GIVEN TASK: Everything from the line containing "Where can the hillside" to the final line of the records below should be given again exactly, and nothing else.

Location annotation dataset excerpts
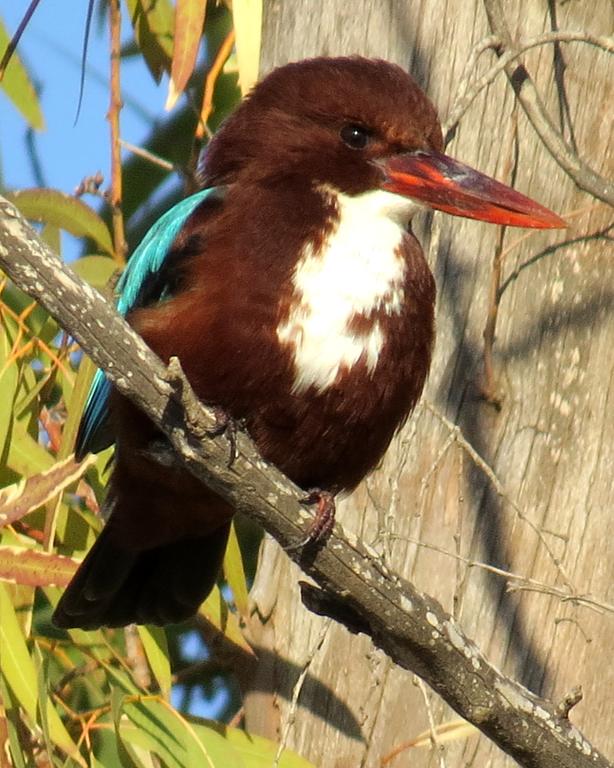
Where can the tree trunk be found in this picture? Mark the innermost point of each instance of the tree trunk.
(526, 485)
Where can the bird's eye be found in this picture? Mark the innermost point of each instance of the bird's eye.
(355, 136)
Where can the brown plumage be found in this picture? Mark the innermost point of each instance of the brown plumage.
(301, 303)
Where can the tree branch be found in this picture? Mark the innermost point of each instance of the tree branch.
(355, 588)
(526, 93)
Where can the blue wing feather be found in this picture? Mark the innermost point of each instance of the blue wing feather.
(146, 262)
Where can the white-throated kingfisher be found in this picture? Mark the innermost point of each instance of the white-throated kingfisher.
(297, 300)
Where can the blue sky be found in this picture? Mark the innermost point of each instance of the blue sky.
(51, 48)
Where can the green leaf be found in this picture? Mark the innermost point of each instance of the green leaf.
(35, 567)
(18, 87)
(156, 650)
(255, 751)
(189, 21)
(25, 455)
(69, 213)
(174, 739)
(117, 703)
(14, 726)
(36, 318)
(25, 496)
(234, 572)
(154, 25)
(18, 669)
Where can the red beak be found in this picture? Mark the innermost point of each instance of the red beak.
(447, 185)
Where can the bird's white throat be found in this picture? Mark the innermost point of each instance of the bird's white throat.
(356, 271)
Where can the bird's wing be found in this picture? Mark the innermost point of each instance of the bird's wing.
(139, 284)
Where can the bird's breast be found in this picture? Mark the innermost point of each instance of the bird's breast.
(345, 287)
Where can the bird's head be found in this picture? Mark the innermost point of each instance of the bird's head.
(356, 125)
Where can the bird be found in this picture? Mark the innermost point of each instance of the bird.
(299, 303)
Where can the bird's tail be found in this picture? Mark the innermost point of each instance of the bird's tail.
(163, 585)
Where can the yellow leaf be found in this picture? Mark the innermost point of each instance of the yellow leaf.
(189, 20)
(247, 20)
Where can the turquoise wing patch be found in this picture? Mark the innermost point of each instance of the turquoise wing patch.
(146, 262)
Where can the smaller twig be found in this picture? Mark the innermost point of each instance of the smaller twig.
(435, 743)
(465, 96)
(498, 486)
(516, 581)
(460, 575)
(569, 701)
(135, 654)
(149, 156)
(90, 185)
(296, 691)
(119, 238)
(488, 386)
(582, 174)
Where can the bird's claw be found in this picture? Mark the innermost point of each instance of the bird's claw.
(324, 519)
(226, 425)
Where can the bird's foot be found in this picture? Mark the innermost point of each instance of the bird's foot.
(226, 425)
(324, 519)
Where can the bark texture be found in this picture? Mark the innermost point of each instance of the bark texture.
(539, 504)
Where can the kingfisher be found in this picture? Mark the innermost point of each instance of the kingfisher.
(299, 303)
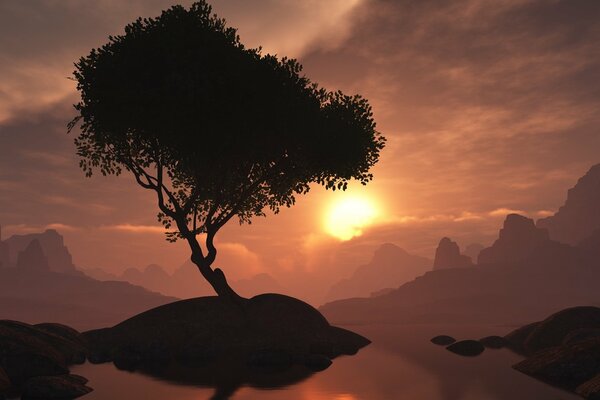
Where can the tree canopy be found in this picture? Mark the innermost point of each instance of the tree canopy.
(216, 129)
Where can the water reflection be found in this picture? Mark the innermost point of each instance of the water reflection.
(399, 364)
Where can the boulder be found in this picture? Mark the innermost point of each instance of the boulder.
(32, 258)
(468, 348)
(579, 335)
(518, 240)
(554, 329)
(579, 217)
(4, 382)
(590, 389)
(516, 339)
(68, 343)
(443, 340)
(201, 329)
(494, 342)
(54, 387)
(447, 255)
(24, 354)
(567, 366)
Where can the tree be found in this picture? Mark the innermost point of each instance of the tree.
(215, 129)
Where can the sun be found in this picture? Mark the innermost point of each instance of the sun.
(348, 216)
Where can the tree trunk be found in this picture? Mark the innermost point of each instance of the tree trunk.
(217, 280)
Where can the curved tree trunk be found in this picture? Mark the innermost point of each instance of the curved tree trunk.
(217, 279)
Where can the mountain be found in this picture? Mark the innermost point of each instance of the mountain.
(473, 251)
(33, 258)
(36, 296)
(186, 281)
(447, 255)
(52, 243)
(579, 217)
(390, 266)
(523, 276)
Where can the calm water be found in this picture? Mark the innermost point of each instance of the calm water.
(401, 363)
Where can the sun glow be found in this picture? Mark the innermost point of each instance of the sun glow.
(347, 217)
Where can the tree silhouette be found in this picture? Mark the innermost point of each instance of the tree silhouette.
(215, 129)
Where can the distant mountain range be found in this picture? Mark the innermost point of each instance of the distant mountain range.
(186, 281)
(390, 266)
(530, 271)
(40, 283)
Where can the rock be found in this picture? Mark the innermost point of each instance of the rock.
(579, 217)
(473, 251)
(70, 346)
(24, 353)
(54, 387)
(580, 335)
(518, 239)
(554, 329)
(260, 327)
(494, 342)
(316, 362)
(590, 389)
(567, 366)
(52, 243)
(516, 339)
(32, 258)
(443, 340)
(468, 348)
(447, 255)
(4, 382)
(73, 344)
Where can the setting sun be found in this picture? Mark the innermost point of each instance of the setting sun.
(347, 217)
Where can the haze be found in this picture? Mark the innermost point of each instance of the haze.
(488, 108)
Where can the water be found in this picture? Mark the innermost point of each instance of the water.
(401, 363)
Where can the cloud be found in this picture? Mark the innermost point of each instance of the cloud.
(503, 212)
(131, 228)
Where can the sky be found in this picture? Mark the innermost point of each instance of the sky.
(489, 107)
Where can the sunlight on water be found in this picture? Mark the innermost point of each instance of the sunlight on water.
(400, 364)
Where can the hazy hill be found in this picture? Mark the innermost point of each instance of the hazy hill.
(523, 276)
(186, 281)
(579, 217)
(390, 266)
(84, 303)
(52, 243)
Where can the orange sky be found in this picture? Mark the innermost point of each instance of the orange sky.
(487, 107)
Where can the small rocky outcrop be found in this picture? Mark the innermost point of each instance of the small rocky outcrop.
(58, 257)
(563, 350)
(4, 382)
(518, 239)
(447, 255)
(32, 258)
(590, 389)
(266, 329)
(28, 353)
(579, 217)
(467, 348)
(443, 340)
(55, 387)
(494, 342)
(560, 328)
(473, 251)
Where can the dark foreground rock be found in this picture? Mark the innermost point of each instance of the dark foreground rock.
(32, 356)
(494, 342)
(563, 350)
(443, 340)
(4, 382)
(590, 389)
(55, 387)
(468, 348)
(566, 326)
(269, 328)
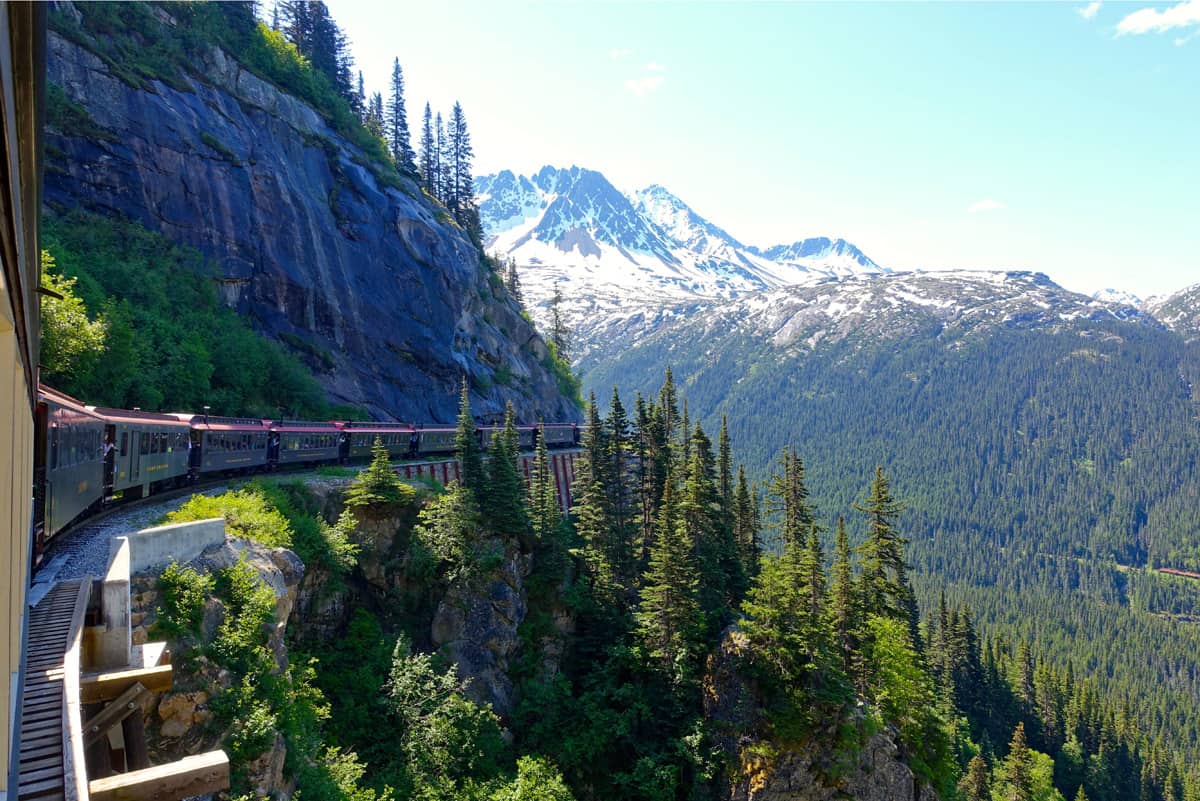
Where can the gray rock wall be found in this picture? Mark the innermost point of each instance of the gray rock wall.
(307, 244)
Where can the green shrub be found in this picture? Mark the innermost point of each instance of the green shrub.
(184, 595)
(378, 487)
(246, 512)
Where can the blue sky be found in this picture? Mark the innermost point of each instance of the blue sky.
(1053, 137)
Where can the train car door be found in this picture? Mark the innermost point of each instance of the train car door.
(138, 443)
(109, 452)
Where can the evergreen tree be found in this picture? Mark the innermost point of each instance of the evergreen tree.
(471, 456)
(745, 527)
(559, 332)
(1019, 768)
(396, 122)
(885, 578)
(544, 511)
(670, 621)
(973, 786)
(593, 515)
(843, 604)
(429, 167)
(359, 101)
(461, 194)
(373, 121)
(700, 519)
(442, 169)
(378, 487)
(787, 499)
(504, 499)
(513, 282)
(621, 491)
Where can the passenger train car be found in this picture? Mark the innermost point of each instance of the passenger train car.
(88, 456)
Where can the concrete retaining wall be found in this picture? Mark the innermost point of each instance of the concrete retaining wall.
(157, 547)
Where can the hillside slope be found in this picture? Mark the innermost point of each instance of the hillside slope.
(1045, 445)
(616, 257)
(313, 241)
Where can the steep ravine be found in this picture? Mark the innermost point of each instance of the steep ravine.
(474, 624)
(385, 299)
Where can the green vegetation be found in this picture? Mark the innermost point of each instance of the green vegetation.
(167, 342)
(378, 487)
(72, 344)
(652, 568)
(1033, 477)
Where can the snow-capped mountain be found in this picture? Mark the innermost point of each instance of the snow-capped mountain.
(867, 309)
(1110, 295)
(617, 254)
(1179, 311)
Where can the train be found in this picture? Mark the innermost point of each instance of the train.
(87, 457)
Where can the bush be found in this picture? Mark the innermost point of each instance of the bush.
(247, 515)
(184, 595)
(378, 487)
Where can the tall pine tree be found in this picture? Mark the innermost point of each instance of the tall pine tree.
(471, 457)
(504, 509)
(885, 579)
(429, 167)
(396, 122)
(670, 621)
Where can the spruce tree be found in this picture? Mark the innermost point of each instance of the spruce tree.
(745, 527)
(513, 282)
(442, 163)
(429, 167)
(975, 786)
(559, 332)
(373, 122)
(592, 513)
(544, 510)
(885, 578)
(670, 621)
(787, 499)
(843, 603)
(461, 194)
(699, 513)
(471, 456)
(504, 499)
(1019, 766)
(621, 492)
(396, 122)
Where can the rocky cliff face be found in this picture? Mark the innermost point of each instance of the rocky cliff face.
(383, 296)
(811, 771)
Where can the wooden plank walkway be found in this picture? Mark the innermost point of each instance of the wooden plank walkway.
(41, 760)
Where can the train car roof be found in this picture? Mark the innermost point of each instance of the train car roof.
(63, 399)
(215, 423)
(301, 426)
(137, 416)
(367, 427)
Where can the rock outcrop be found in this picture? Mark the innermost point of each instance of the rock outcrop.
(477, 626)
(367, 279)
(768, 771)
(181, 717)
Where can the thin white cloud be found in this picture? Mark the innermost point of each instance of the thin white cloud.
(1145, 20)
(987, 204)
(643, 85)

OUTPUT:
Where can the hillside slope be found in this picture? Mark the innermost point of each instance of the hillside slope.
(1045, 445)
(616, 257)
(313, 241)
Where can the steep ravine be found in this picture? Mark the innermost point of each instance of the steep ravine.
(474, 624)
(385, 299)
Where can the green vegetation be found in this picture? Mark the innermost point of each instance of the green vegetation.
(167, 342)
(378, 487)
(72, 344)
(652, 568)
(1033, 477)
Where can the snow-capped mountain be found in this picture? Mark the innermost point of each instance of the snow-capped mountain.
(867, 309)
(1110, 295)
(617, 254)
(1179, 311)
Where can the train be found in this picture? Mark the innermost point of each instance of the train.
(87, 457)
Where can the bush be found in this picture? Mark the innermost point of each instance of the bush.
(247, 515)
(184, 595)
(378, 487)
Where can the tall pine tree be found in this picture? Mark the innermost point of each instance of the tall pine tree.
(471, 457)
(504, 509)
(885, 579)
(429, 167)
(396, 122)
(670, 621)
Where can the spruce tree be found in this picture? Mark the innermost point of each instance of the spruce tree.
(745, 527)
(513, 282)
(442, 163)
(429, 167)
(975, 786)
(559, 332)
(373, 122)
(592, 513)
(544, 510)
(885, 578)
(670, 621)
(787, 499)
(843, 603)
(461, 194)
(699, 513)
(471, 456)
(504, 499)
(1019, 766)
(621, 492)
(396, 122)
Where can the rocky cliff face be found in this picture? Mark the innermost point of each instance of the rocky cliff face.
(383, 296)
(811, 771)
Where can the wooden plank walkway be found in this picture? Mark the innermost point of each instance of the wooden plank walkway.
(41, 760)
Where can the train car roof be found in this picture? Mark the innermost point of each instance of the train car roof.
(63, 399)
(215, 423)
(301, 426)
(137, 416)
(367, 427)
Where can the rock outcrop be found in this picture? Mark the innermost point of each instance of the rock outcrop.
(477, 626)
(367, 279)
(768, 771)
(181, 717)
Where can the thin white cloud be found in this picture? Mark the innermost point of each instance of the thin white cloud.
(1145, 20)
(987, 204)
(643, 85)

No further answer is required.